MATERIAL FOR THIS EXERCISE:
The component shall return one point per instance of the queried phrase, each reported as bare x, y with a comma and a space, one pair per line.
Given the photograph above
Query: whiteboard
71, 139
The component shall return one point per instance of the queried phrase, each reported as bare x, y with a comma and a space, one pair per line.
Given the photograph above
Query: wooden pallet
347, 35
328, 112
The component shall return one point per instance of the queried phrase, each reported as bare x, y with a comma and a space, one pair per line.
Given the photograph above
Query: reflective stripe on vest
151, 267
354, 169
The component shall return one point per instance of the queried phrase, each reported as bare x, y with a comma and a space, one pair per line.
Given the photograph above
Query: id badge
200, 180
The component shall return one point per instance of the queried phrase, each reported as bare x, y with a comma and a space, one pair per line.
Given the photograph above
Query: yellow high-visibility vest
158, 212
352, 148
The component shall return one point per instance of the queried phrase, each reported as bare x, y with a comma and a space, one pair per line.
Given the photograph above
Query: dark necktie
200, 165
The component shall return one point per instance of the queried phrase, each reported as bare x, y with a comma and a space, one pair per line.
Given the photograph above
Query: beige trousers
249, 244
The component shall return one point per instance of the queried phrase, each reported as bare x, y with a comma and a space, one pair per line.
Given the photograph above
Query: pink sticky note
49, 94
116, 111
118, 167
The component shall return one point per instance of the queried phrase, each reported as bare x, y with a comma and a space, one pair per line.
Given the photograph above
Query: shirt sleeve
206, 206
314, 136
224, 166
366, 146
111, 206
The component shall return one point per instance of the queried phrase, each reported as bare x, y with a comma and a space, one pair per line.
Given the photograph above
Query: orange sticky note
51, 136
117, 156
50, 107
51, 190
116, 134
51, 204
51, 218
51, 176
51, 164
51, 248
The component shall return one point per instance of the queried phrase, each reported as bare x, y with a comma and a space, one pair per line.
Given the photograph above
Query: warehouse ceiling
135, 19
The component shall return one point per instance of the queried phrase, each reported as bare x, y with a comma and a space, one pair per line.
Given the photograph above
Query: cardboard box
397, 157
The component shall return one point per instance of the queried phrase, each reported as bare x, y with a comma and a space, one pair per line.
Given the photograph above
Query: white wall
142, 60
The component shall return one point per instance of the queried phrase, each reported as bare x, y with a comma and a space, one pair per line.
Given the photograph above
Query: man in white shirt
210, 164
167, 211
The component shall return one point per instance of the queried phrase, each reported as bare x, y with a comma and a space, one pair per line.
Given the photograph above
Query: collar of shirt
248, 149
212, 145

...

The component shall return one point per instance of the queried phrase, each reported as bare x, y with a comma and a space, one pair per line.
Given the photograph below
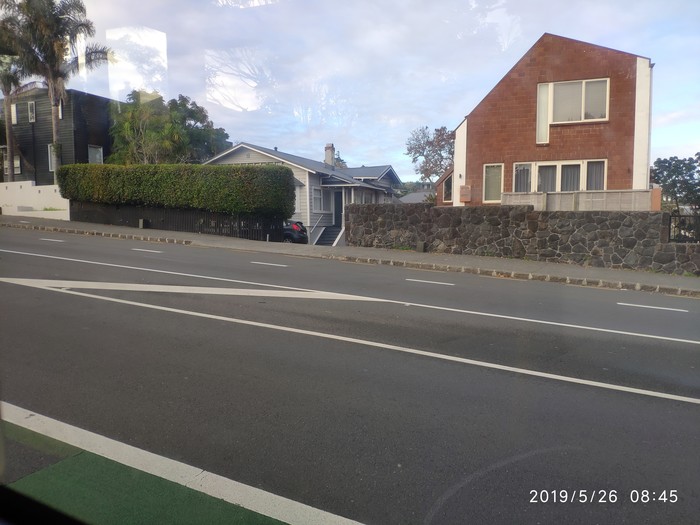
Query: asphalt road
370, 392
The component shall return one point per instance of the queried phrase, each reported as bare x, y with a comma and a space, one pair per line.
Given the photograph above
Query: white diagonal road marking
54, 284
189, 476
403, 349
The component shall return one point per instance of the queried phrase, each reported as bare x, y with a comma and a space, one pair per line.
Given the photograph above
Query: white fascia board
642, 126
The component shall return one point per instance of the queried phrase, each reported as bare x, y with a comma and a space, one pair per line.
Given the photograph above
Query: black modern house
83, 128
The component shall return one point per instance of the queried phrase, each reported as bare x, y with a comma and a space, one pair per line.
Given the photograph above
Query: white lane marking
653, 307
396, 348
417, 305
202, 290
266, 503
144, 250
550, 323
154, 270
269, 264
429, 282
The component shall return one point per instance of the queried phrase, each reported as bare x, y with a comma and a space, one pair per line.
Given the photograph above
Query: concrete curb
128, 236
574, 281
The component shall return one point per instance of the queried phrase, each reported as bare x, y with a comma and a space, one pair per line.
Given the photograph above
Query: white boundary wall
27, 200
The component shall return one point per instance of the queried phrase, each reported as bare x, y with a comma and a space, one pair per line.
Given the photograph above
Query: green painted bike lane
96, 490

DIRECTIVE:
Find every line in the items above that contains the word "wall", and copy each of those lines.

RESULT BELOW:
Query: white wall
Query: white boundary wall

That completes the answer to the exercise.